* [Source excerpt]:
-*-

“Painting more real than the real is my greatest aspiration, even if sometimes it leads me to work close to abstractionism”
AT: Where are you from and how/why you start engaging to art?
AF: I was born in Trento, in northern Italy. At the beginning I studied at the Art School of my city then I moved to the Academy of Venice. I have always worked with a pencil in my hand so it was easy and natural to turn it into a brush.
AT: When did it become serious?
AF: Everything became more serious with the collaboration with Boccanera gallery in Trento-Milan and with the selection at the JCE Jeune Creation Europeanne among the ten Italian participants of the traveling European Biennial. I am still young, but painting has always been something serious, thanks also to the enlightened professors with whom I have had contact (Mauro Cappelletti, Carlo di Raco).
AT: Are there any person that have been significant in your progression as an artist?
AF: The people who have been significant for my journey have been and still are so many; first of all my parents, who did not have any culture linked to art allowed me to create a genuine and sincere interest that came only from my need and not from a predisposed environment. Then my teachers, first of all that of high school, Rolando de Filippis who made us draw from the truth really many hours and with an extraordinary intensity. Mauro Cappelletti who, as a child, took me to help him in his studio. Carlo di Raco, the professor of the Academy of Venice, a great inspiration and all his atelier. F. Giorgia Lucchi, the first person who believed in me on a professional level.
AT: What’s your first approach to the work? Where does your process start?
AF: My creative process starts trivially from reality and from the daily practice of painting. Through the reality that surrounds me and what painting “advises” me I define my work. Obviously it’s a process and it’s difficult to define a format that I usually follow, it’s a process which is always contorted but joyous. My scam is that I always have a clear picture of what I want to do and what saves me is the fact of not knowing how to do it. I think this phrase best explains the way in which I stand before the white canvas, before portraying something.
One morning in a room I saw the paintings, 2017, olio su tela, 180 x 160 cm
AT: What are your favourite tools and materials for working?
AF: I prefer oil color. I tried and experimented with other techniques, but many times I think about how my painting practice is not tied to material but more to images. I’m returning more and more to the Oil on canvases prepared very simple, which allows me to paint quickly, clearly and that my head is busy solving pictorial-visual and not technical problems.
AT: Do you leave your work open to interpretation? Or do you think the viewer should engage with your work in a specific way?
AF: One of the few things I have learned about painting is that your will almost never coincides with what will come out. Although I believe that a good painter through his painting allows the viewer to experience his own interpretation. I think that painting well beyond portraying something better or worse, is also a way of putting the image (always talking about figurative painting) a way in which the painter decides to paint, what to paint, how to paint. All this defines the painting and if this painting is “successful” the painting will be able to convey to the viewer a certain degree of mystery, of “openness” not only to interpretations but also to ways of seeing reality.
AT: How do you feel while you are working? You think of the final result?

-*-

* [Stated task 1]:
Among the entries, replace "woman" with "girl" in the lines starting with the first line of the entries and going on through the line with "[[111, 285, 131, 316]]", changing nothing else. Give only those lines, without the pictures.

-*-

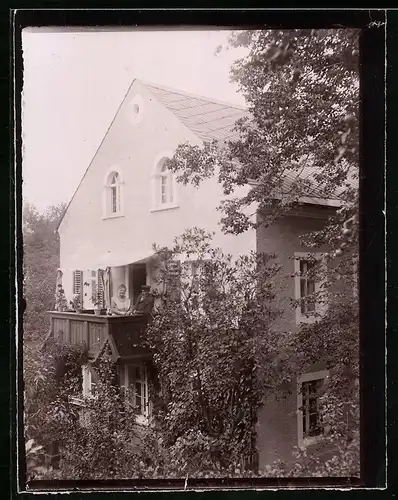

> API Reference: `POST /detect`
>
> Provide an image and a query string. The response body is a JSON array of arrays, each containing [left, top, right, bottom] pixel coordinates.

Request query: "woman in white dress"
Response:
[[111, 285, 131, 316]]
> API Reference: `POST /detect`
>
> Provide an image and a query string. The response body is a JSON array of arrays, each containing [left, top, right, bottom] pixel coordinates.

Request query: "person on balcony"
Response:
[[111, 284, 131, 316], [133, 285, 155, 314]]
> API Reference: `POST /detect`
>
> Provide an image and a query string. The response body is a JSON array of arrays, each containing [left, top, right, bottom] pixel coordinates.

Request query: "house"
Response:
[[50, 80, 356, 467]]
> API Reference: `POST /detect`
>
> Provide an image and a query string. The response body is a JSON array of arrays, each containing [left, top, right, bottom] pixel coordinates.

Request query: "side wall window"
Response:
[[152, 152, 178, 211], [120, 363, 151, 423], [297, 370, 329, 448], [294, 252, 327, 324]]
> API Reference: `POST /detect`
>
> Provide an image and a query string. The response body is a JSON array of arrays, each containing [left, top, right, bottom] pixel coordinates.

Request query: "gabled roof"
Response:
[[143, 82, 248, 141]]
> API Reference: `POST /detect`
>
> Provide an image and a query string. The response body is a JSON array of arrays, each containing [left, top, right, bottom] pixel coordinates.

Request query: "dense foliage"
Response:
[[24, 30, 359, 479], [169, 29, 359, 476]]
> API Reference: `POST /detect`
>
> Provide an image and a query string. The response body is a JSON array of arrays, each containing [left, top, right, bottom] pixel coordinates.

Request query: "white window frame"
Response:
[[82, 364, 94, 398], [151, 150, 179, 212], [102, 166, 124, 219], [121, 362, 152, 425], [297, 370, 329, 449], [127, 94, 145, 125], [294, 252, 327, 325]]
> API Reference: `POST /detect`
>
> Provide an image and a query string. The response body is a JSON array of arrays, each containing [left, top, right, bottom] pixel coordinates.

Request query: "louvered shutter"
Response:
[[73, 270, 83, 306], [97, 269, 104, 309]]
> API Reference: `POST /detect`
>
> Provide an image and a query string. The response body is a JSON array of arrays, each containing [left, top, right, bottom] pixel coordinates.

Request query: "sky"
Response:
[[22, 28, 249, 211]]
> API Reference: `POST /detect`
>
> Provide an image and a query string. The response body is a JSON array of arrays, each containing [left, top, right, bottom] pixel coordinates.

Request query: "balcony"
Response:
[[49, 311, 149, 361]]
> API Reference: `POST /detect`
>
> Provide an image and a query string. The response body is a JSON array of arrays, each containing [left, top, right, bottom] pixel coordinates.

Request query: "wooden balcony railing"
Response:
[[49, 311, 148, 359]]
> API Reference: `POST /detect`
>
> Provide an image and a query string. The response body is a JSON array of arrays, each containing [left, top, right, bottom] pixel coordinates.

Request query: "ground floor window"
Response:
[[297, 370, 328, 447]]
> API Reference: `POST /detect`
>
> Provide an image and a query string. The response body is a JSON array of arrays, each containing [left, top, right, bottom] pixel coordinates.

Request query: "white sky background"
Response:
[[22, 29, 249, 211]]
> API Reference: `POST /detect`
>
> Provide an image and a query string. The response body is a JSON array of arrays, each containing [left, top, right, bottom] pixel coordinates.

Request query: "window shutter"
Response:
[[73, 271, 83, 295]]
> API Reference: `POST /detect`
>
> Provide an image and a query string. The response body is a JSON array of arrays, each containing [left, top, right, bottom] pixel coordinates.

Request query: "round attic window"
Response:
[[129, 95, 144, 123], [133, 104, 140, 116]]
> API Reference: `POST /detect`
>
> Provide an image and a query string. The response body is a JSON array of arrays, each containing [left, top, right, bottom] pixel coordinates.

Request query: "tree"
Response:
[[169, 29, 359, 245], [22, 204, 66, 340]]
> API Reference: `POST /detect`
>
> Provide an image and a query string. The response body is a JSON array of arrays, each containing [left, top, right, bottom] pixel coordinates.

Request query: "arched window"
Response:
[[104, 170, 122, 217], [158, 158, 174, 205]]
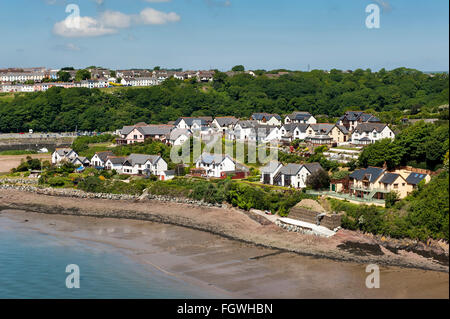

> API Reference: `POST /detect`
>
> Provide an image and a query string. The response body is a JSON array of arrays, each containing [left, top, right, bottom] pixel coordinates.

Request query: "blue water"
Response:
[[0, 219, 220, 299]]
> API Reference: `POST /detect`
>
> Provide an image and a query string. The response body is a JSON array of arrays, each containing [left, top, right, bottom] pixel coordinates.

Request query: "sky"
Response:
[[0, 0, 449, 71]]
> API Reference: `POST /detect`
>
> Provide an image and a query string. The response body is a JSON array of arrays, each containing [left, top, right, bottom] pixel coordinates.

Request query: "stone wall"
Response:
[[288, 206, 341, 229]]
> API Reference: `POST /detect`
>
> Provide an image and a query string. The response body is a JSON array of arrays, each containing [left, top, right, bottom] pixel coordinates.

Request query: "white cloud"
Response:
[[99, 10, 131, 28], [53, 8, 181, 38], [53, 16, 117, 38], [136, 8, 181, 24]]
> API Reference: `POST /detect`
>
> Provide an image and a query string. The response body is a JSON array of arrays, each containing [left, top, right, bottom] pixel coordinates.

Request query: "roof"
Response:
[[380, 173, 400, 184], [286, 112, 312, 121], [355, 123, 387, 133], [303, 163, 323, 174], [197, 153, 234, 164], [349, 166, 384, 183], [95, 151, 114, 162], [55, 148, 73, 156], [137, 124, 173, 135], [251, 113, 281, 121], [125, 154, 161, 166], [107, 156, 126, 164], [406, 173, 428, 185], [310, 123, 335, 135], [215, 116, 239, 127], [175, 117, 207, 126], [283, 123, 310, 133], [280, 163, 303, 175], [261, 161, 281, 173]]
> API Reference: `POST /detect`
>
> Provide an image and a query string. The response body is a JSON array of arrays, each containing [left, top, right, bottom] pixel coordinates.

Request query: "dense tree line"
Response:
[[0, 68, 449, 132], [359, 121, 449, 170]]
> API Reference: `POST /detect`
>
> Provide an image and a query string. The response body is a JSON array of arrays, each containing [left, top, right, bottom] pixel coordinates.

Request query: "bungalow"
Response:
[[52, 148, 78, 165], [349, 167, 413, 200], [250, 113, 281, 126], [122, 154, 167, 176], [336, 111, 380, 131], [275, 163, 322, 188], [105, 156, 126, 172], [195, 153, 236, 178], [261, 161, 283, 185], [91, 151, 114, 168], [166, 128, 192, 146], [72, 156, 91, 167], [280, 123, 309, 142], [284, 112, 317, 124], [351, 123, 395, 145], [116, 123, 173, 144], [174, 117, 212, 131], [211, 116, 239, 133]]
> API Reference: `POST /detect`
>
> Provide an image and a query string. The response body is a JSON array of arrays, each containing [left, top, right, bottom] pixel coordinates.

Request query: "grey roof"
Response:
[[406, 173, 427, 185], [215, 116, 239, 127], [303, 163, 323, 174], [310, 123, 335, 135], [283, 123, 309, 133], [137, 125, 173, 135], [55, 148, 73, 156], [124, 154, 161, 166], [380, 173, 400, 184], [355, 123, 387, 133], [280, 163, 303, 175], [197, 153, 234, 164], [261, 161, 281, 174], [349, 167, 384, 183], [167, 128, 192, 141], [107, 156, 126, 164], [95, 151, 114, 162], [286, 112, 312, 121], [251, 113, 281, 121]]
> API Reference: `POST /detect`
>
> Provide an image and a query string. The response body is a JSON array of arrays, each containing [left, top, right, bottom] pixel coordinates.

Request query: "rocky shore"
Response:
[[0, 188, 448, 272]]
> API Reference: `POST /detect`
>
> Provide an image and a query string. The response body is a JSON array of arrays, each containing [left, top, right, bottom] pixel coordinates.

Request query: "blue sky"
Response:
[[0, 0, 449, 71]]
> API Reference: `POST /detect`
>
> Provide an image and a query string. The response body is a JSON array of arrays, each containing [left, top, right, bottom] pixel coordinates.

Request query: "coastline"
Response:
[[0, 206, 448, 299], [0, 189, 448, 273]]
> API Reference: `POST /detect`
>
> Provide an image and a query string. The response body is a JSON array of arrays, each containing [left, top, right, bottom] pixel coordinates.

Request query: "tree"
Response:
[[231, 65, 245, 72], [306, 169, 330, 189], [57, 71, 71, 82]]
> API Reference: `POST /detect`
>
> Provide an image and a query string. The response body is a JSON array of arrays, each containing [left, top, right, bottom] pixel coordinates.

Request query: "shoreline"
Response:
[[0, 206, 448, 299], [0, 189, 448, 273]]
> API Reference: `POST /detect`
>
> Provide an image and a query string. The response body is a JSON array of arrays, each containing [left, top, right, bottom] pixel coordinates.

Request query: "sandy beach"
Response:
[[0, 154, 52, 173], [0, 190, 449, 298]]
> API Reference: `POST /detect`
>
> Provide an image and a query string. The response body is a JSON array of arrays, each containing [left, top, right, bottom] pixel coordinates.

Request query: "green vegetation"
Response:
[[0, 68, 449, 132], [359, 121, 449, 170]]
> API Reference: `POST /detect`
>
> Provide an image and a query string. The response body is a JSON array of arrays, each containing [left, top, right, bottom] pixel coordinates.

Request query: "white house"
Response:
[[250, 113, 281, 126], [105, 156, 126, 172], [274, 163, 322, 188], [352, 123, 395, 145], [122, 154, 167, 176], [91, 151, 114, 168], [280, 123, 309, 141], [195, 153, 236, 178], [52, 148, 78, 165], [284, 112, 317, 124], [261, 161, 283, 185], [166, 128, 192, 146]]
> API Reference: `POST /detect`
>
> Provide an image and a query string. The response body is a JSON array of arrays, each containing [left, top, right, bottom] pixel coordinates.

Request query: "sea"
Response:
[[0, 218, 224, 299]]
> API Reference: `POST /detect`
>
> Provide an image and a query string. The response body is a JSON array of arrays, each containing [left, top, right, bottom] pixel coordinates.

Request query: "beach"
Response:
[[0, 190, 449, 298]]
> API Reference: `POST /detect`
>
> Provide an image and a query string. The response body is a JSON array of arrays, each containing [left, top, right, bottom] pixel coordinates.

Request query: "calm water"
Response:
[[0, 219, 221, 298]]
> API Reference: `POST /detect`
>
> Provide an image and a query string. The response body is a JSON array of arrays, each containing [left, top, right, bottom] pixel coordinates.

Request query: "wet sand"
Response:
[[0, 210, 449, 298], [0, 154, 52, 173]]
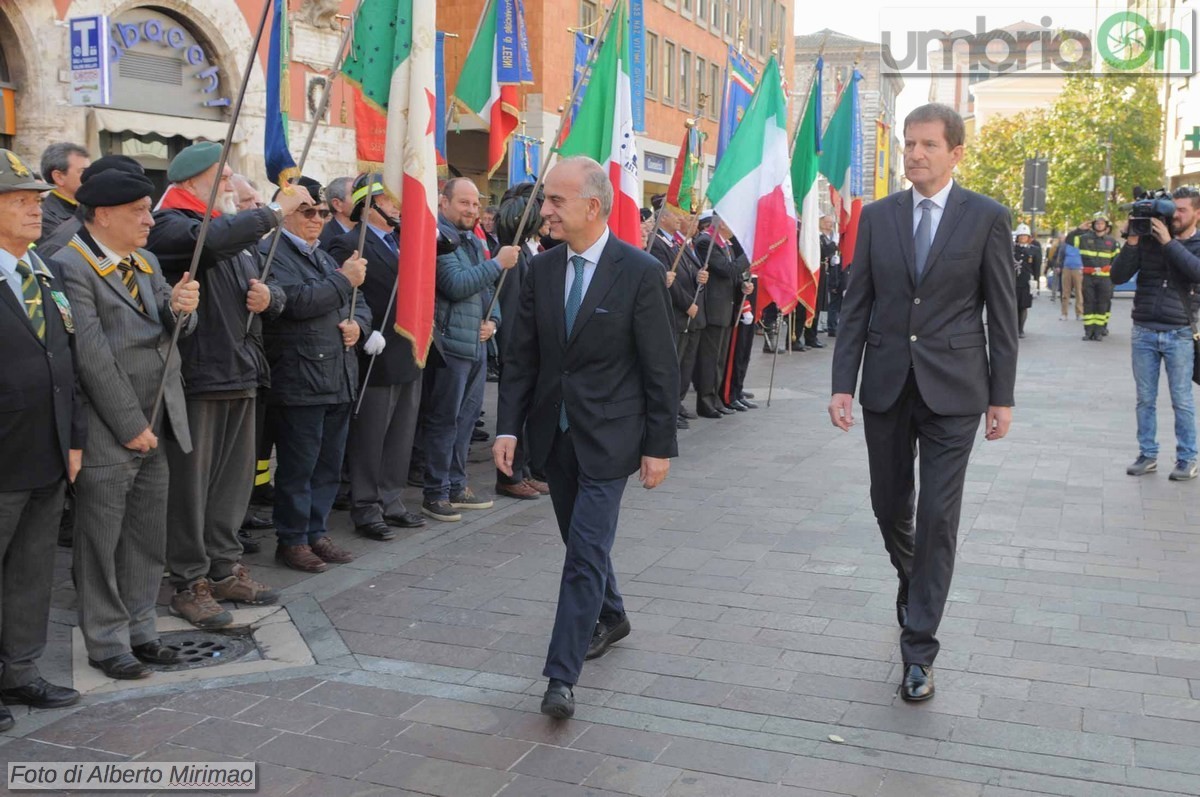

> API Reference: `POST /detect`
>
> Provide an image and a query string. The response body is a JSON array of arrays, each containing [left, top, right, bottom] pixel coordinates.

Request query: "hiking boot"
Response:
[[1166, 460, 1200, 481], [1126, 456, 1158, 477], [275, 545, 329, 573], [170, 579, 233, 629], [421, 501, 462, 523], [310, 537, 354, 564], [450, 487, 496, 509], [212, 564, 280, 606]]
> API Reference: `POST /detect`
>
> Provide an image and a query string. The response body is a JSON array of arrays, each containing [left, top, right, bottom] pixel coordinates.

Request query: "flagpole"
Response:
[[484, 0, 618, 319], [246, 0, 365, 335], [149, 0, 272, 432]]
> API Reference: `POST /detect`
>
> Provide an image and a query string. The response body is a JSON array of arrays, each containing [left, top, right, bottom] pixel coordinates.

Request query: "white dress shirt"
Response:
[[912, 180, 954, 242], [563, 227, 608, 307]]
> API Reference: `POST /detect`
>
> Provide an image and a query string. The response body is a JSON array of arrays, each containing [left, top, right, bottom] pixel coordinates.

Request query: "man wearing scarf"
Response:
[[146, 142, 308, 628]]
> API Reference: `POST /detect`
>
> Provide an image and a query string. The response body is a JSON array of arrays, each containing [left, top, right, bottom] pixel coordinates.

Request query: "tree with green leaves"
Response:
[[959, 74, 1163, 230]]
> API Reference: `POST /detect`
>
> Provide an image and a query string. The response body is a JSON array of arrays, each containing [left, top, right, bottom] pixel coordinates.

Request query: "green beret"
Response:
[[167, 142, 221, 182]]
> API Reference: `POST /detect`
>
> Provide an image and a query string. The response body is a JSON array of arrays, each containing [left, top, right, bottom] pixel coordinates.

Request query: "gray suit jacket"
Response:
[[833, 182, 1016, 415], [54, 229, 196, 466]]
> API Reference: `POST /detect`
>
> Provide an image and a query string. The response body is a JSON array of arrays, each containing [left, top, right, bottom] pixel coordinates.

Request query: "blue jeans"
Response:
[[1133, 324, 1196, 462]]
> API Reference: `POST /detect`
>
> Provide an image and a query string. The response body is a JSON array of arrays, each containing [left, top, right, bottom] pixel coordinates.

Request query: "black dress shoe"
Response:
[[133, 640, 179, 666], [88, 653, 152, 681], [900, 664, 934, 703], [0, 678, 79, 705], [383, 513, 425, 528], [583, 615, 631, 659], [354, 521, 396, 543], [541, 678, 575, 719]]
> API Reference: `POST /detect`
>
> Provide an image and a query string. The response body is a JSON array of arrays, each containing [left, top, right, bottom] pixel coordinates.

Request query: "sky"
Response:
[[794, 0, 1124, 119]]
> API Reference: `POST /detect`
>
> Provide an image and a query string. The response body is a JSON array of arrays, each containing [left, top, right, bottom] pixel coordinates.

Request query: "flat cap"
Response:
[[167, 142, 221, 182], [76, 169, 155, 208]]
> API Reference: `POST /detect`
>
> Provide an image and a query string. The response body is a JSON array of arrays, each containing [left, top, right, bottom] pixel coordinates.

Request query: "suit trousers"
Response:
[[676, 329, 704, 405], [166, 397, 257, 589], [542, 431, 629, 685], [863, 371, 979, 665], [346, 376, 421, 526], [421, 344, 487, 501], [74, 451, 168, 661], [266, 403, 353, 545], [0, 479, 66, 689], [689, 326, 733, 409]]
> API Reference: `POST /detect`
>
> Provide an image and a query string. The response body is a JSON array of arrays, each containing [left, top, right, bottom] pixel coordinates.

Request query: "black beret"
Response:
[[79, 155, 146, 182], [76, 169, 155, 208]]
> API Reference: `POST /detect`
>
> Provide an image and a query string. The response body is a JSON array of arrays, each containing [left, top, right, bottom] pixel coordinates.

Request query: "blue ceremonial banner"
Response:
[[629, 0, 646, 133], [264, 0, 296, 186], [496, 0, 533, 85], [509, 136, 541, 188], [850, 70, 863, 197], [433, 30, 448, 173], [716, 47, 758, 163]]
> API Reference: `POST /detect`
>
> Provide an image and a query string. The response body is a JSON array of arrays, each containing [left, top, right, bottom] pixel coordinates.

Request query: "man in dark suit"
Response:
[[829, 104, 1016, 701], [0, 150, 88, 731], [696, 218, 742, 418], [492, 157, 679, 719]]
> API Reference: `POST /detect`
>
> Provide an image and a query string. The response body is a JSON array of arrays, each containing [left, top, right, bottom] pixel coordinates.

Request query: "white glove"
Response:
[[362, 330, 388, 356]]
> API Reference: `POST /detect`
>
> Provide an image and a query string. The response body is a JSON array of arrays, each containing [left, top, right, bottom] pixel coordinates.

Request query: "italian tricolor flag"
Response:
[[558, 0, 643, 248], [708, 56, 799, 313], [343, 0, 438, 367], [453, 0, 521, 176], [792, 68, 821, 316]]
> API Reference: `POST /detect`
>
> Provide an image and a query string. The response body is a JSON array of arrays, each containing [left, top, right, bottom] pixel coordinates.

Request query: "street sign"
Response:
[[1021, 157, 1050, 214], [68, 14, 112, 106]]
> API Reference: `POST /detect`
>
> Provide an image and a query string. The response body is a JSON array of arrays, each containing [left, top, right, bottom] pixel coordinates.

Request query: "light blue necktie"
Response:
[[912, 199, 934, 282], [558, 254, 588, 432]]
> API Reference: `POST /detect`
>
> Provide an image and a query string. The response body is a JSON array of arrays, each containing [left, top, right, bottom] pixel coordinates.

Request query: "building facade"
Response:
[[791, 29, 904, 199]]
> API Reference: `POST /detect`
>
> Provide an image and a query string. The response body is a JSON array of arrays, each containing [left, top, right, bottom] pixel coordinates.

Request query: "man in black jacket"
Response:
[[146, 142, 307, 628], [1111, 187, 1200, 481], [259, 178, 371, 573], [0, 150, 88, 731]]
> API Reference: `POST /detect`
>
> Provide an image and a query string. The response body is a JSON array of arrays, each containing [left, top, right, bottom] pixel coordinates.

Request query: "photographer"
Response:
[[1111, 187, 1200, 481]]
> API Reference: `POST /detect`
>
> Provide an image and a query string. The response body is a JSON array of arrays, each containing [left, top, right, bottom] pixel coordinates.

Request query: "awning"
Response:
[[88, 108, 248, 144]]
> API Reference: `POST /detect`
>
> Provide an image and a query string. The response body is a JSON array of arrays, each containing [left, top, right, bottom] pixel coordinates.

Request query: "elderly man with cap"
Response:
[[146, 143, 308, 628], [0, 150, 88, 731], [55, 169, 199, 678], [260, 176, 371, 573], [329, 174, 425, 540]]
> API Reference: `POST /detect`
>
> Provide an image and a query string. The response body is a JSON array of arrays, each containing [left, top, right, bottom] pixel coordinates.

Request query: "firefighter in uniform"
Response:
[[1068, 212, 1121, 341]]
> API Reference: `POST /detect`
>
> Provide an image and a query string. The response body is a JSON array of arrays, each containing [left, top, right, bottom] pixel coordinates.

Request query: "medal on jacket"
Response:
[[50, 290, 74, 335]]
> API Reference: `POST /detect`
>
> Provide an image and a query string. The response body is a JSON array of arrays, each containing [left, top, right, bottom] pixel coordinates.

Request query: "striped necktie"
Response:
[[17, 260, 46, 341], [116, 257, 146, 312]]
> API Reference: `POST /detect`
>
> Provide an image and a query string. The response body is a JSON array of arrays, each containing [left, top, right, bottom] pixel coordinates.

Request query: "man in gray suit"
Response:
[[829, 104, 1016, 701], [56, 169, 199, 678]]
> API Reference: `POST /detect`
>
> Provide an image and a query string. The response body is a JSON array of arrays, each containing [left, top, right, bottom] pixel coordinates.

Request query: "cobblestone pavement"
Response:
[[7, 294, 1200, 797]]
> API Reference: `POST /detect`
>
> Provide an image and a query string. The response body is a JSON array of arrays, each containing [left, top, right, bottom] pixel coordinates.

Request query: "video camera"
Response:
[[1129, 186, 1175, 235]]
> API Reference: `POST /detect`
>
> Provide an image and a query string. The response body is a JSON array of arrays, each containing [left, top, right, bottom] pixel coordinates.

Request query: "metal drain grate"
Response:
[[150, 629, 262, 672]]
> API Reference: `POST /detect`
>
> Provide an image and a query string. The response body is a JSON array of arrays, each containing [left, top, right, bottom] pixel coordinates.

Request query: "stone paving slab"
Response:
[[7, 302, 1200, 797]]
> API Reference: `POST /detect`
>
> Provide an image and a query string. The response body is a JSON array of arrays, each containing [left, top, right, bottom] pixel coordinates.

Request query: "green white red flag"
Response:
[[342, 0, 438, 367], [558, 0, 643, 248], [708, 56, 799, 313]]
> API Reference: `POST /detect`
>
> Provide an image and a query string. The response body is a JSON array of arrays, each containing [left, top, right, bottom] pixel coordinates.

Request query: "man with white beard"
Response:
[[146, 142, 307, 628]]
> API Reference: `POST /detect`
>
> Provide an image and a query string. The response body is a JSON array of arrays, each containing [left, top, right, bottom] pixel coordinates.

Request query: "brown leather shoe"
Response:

-*-

* [Stated task 2]:
Could you reproduce the painter interview starting with "AT: Are there" and going on through "your process start?"?

* [Full answer 1]:
> API Reference: `POST /detect`
>
> Provide an image and a query string. The response body is a JSON array of arrays, each containing [left, top, right, bottom] pixel coordinates.

Request query: "girl in white dress"
Response:
[[111, 285, 131, 316]]

* [Full answer 2]:
AT: Are there any person that have been significant in your progression as an artist?
AF: The people who have been significant for my journey have been and still are so many; first of all my parents, who did not have any culture linked to art allowed me to create a genuine and sincere interest that came only from my need and not from a predisposed environment. Then my teachers, first of all that of high school, Rolando de Filippis who made us draw from the truth really many hours and with an extraordinary intensity. Mauro Cappelletti who, as a child, took me to help him in his studio. Carlo di Raco, the professor of the Academy of Venice, a great inspiration and all his atelier. F. Giorgia Lucchi, the first person who believed in me on a professional level.
AT: What’s your first approach to the work? Where does your process start?